1 - Is it normal to have SFN without any changes in pin prick, soft touch, vibration, and temperature sensation? The only symptom is paresthesia (tingling, burning...etc)?

2 - In the worst case how would you describe the progression of SFN? If you have this for 40+ years what should you expect as far as symptom progression?
I have head to toe SFN symptoms, with the worst burning on my face, arms, feet, and back of my head and neck. Even my butt, labia, left eye, and left side of my throat burn and hurt sometimes.

I was originally clinically diagnosed with small fiber neuropathy based on my description of symptoms (wet and warm running water, burning, buzzing, tingling etc). Also during my neurological exam they found that I have temperature loss from my wrists to mid way up my forearm. It often hurts to wear sweaters due to the material touching my arms.

However, they biopsied my leg in 2 spots (I asked them to biopsy my arm, but they said they don't do that) it was negative for SFN, so I think my technical diagnosis is "skin disturbance", which is ridiculous. But I was told that I need a pain management doc....because really their treatment path is the same - take medication and live with an idiopathic condition.

- [ASSIGNED TASK 1]
In the first question of the small fiber neuropathy post, which kinds of sensation does the writer ask about having no changes in?
- [ASSIGNED TASK 2]
Please resume the small fiber neuropathy post, picking up right after its last sentence.

- [EXTRACTED INFORMATION]
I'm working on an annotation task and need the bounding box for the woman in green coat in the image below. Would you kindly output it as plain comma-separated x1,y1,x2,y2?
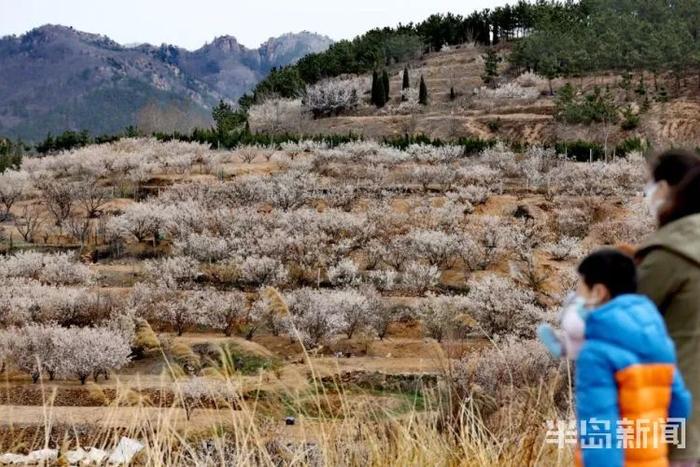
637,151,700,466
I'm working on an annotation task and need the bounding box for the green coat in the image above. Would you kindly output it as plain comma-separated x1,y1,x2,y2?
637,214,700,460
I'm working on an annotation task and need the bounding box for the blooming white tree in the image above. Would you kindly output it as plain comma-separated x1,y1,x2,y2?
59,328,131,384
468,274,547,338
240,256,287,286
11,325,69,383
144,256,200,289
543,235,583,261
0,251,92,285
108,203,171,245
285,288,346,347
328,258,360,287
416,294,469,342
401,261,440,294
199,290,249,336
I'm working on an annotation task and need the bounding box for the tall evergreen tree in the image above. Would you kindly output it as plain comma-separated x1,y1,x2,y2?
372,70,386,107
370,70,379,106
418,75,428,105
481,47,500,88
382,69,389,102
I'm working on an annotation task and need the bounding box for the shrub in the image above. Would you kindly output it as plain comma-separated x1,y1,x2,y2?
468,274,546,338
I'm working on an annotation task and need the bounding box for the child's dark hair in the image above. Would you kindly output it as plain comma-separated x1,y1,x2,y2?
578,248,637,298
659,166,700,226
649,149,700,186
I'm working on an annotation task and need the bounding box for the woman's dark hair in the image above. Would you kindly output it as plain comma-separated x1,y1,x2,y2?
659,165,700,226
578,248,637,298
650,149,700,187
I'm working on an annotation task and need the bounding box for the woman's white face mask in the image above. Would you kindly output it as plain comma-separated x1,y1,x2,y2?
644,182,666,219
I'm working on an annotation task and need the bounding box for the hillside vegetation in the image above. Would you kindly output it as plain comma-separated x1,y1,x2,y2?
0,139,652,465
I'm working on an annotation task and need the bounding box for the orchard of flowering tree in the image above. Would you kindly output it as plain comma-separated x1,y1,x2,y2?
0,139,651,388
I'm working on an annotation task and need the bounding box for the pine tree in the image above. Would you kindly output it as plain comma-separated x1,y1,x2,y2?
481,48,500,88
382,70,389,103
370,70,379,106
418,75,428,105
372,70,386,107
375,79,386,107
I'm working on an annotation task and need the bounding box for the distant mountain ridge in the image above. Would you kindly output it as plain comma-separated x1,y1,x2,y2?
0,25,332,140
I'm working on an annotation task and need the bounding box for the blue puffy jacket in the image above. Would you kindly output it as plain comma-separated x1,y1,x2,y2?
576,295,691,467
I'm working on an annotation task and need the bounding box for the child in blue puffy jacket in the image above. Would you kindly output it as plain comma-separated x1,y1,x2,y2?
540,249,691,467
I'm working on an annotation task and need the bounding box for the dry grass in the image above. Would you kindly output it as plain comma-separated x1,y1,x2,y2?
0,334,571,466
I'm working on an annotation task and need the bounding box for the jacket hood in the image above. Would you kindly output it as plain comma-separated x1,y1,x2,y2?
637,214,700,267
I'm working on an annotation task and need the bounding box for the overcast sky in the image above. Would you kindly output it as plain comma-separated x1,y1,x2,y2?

- [RESPONSE BOX 1]
pin prick, soft touch, vibration, and temperature sensation

- [RESPONSE BOX 2]
I'm one year in and my symptoms aren't as bad as when this started in an acute way, with a tremendous amount of pain and burning that drove me to go to urgent care and the ER several times. I am taking 2400 mg of gabapentin and a small dose of nortryptline, so I'm probably masking a lot of the symptoms. Now, when I wake up in the morning, it feels like someone sandpapered my arms, neck and face while I was sleeping that night. I still get quite a bit of burning as well.

To confound this picture, I also developed a vestibular problem at the onset of this with wet, warm and hot sensations in my ear. The ENT has diagnosed me with a central vestibular disorder.

So my story is a little different - neurological deficits found, but small fiber neuropathy not technically used as a diagnosis.